• Requirement:
Could you copy out all of the records below word for word, keeping every line as it stands?

• Supplied data:
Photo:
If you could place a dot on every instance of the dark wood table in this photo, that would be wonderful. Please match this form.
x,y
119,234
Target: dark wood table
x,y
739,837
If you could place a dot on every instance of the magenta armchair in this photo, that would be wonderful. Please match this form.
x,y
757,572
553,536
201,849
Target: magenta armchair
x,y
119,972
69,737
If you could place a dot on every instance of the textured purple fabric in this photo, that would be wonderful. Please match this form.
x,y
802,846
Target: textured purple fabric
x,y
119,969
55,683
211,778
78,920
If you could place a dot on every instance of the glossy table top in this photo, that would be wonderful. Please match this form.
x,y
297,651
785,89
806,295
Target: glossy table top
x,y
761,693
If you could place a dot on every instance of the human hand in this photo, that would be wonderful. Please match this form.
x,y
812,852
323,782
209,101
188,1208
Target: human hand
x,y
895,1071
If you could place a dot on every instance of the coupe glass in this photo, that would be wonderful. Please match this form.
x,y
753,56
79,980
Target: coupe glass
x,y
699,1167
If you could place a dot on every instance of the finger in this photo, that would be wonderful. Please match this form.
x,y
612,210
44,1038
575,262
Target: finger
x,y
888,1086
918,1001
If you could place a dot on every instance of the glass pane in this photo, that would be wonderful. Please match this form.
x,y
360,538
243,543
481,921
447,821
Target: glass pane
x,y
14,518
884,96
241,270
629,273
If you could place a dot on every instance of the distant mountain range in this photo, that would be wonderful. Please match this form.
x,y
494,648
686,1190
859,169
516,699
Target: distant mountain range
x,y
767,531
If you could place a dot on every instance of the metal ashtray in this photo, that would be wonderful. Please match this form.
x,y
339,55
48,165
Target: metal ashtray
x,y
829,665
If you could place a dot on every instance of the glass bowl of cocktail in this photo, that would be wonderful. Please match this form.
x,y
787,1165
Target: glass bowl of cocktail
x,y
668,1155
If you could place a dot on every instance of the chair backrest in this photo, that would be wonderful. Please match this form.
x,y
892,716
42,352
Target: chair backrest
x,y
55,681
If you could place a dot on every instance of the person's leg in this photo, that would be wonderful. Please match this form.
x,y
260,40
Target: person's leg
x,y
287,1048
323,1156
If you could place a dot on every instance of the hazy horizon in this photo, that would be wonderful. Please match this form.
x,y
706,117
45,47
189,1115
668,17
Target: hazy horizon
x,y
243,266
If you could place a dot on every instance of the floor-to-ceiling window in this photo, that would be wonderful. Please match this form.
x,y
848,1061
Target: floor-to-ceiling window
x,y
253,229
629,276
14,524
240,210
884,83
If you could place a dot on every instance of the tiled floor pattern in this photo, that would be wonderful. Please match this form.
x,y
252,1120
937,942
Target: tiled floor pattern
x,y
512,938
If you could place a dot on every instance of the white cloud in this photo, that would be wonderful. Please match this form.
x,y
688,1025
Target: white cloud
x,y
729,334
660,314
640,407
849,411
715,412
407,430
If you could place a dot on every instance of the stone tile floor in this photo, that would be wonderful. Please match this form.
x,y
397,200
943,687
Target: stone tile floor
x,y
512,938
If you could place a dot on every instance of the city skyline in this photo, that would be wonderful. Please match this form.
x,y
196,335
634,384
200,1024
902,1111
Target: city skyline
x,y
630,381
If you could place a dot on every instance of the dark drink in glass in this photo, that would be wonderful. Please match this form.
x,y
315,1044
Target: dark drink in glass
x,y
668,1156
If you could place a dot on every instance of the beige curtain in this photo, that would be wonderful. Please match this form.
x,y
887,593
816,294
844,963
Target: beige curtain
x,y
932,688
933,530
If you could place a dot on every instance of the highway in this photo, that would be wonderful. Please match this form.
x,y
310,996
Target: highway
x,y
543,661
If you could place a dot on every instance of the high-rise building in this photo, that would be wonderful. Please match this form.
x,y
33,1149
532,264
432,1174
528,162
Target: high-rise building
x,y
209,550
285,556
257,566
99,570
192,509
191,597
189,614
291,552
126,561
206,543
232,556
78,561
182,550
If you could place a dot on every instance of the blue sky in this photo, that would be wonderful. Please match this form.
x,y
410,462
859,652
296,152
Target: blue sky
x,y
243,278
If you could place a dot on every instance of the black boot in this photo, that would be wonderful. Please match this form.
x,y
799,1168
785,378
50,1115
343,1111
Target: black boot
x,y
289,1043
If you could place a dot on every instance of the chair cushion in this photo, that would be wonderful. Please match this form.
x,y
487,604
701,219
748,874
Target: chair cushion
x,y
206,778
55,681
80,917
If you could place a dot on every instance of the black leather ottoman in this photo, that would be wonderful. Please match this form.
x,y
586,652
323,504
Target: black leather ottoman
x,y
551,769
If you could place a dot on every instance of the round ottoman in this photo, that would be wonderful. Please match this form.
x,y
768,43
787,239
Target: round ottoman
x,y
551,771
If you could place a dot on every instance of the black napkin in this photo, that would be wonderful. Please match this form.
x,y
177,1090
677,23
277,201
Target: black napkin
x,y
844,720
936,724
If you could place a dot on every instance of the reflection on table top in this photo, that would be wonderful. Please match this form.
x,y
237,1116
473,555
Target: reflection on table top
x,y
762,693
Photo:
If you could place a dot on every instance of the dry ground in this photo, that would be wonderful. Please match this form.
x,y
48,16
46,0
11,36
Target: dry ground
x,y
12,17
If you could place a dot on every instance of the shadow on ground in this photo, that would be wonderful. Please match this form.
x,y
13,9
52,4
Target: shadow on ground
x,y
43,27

• Answer below:
Photo:
If you could place a dot on every instance of the dark wood table in this photo, that would be wonderful. Please match this form.
x,y
119,234
Target: dark wood table
x,y
739,837
If you could place a dot on every instance of the magenta armchair in this photo, that would be wonderful. Please match this form.
x,y
757,572
553,536
201,849
Target: magenta armchair
x,y
119,972
69,737
If you could place a dot on every instance of the textured purple fabric in this photo, that would be wonderful. Please match this form.
x,y
802,846
Target: textured purple fabric
x,y
119,969
55,683
211,778
78,920
If you could place a dot on every instance of the glossy table top in this photo, that would be wonderful. Please match this form.
x,y
297,651
785,89
806,295
Target: glossy table top
x,y
761,693
If you could place a dot on every instance of the human hand in this photo, that would be wonderful. Please match this form.
x,y
812,852
323,782
209,101
188,1208
Target: human hand
x,y
895,1071
If you could place a dot on every instance of the coupe glass in this photo, that would be wonderful. Please match this form.
x,y
753,56
79,980
Target: coupe glass
x,y
699,1167
If you could place a dot on every instance of the finger in this photo, that would be wonderful. Please match this form.
x,y
612,210
44,1038
575,262
Target: finger
x,y
888,1086
918,1001
If you could place a dot on every instance of the glass pane in this photo, that would be wonderful. Please match this form.
x,y
360,538
243,543
481,921
447,821
Target: glass pane
x,y
14,518
884,96
241,270
629,273
If you could place a dot on every instance of the distant mountain range in this photo, that would be wonderful. Please match this form.
x,y
494,648
686,1190
859,169
516,699
Target: distant mountain range
x,y
767,531
If you could place a dot on every instance of the metal ashtray in this photo, that would be wonderful. Please match this form.
x,y
339,55
48,165
Target: metal ashtray
x,y
829,665
If you could place a dot on every instance of the glass bowl of cocktail in this photo, that would be wonderful. Please match this form.
x,y
787,1165
Target: glass bowl of cocktail
x,y
668,1155
If you could place a dot on every instance of the chair backrest in this photo, that would be wonderful. Please match this form.
x,y
892,716
42,352
Target: chair backrest
x,y
55,681
If you could place a dot on every instance of the person's leg in this photo, that would be wonderful. Please match this form.
x,y
260,40
Target: person's leg
x,y
287,1048
323,1156
If you could place a dot on every instance of the hazy horizon in this photo, that would be wonderful. Please match this form.
x,y
706,117
45,47
189,1115
668,17
Target: hazy horizon
x,y
243,266
If you could place a dot on every instance of the floor-to-ceiling window in this photo, that would be wonderful. Please match this form.
x,y
848,1061
Target: floor-to-ceiling window
x,y
253,229
629,276
14,524
240,210
884,83
If you could place a dot on every instance of the tiled floor pattern in this photo, that would be wonderful. Please match this form.
x,y
252,1120
937,942
Target: tiled floor pattern
x,y
512,938
If you could place a dot on every instance of the white cloud in this photo, that would be wonderful. Please match this form.
x,y
688,1025
Target: white cloud
x,y
729,334
660,314
640,407
849,411
715,412
407,430
If you could place a dot on every instance of the stone tile floor in this photo, that would be wonderful. Please match this form.
x,y
397,200
943,687
Target: stone tile floor
x,y
512,938
If you could place a dot on every instance of the city skyline in this photo, that would be wonderful. Please match this form.
x,y
196,335
634,384
200,1024
902,1111
Target: city skyline
x,y
630,381
If you could place a dot on every instance of the dark drink in glass in this photo, that would be wonderful. Please match this form.
x,y
315,1044
Target: dark drink in glass
x,y
668,1156
If you could place a dot on every instance of the beige curtain in this photo, that would be wonderful. Please match this form.
x,y
887,593
816,294
844,963
Target: beige curtain
x,y
932,688
933,530
If you could place a dot on every instance of the highway in this photo, that would be wonderful. Please match this form.
x,y
310,996
Target: highway
x,y
543,661
If you could place a dot on every instance of the high-rise building in this photo, that would be wonderful. Please match this form.
x,y
33,1149
532,264
432,1174
528,162
Target: high-rise building
x,y
209,550
285,556
257,566
99,570
192,509
191,597
189,614
291,552
126,561
206,543
232,556
78,561
182,550
If you could place a dot on every instance of the blue sky in this photo, that would be wonderful. Please match this form.
x,y
410,462
859,652
296,152
Target: blue sky
x,y
243,278
If you could place a dot on every instance of the black boot in this photo, that would be wonderful. Please match this form.
x,y
799,1168
785,378
50,1115
343,1111
Target: black boot
x,y
289,1043
If you could place a dot on every instance of the chair cushion in this photo, that would be wonderful. Please match this form.
x,y
487,604
701,219
748,874
Target: chair cushion
x,y
206,778
55,681
80,917
If you could place a dot on every instance of the black leather ottoman in this photo, that would be wonderful. Please match this form.
x,y
586,652
323,504
Target: black leather ottoman
x,y
551,769
If you could place a dot on every instance of the round ottoman in this photo, that would be wonderful. Please match this form.
x,y
768,43
787,239
Target: round ottoman
x,y
551,771
If you could place a dot on every instance of the black napkin in this photo, that would be wonderful. Please match this form.
x,y
177,1090
677,23
277,201
Target: black napkin
x,y
844,720
936,724
If you could place a dot on every instance of the reflection on table top in this photo, that would be wonderful. Please match this form.
x,y
237,1116
473,555
Target: reflection on table top
x,y
762,693
Photo:
If you could place a dot on every instance of the dry ground in this photo, that would be wonderful. Please match this form.
x,y
48,16
46,0
11,36
Target: dry ground
x,y
12,17
If you could place a dot on every instance of the shadow on ground in this photo, that would be wonderful. Please match this form.
x,y
13,9
52,4
Target: shadow on ground
x,y
43,27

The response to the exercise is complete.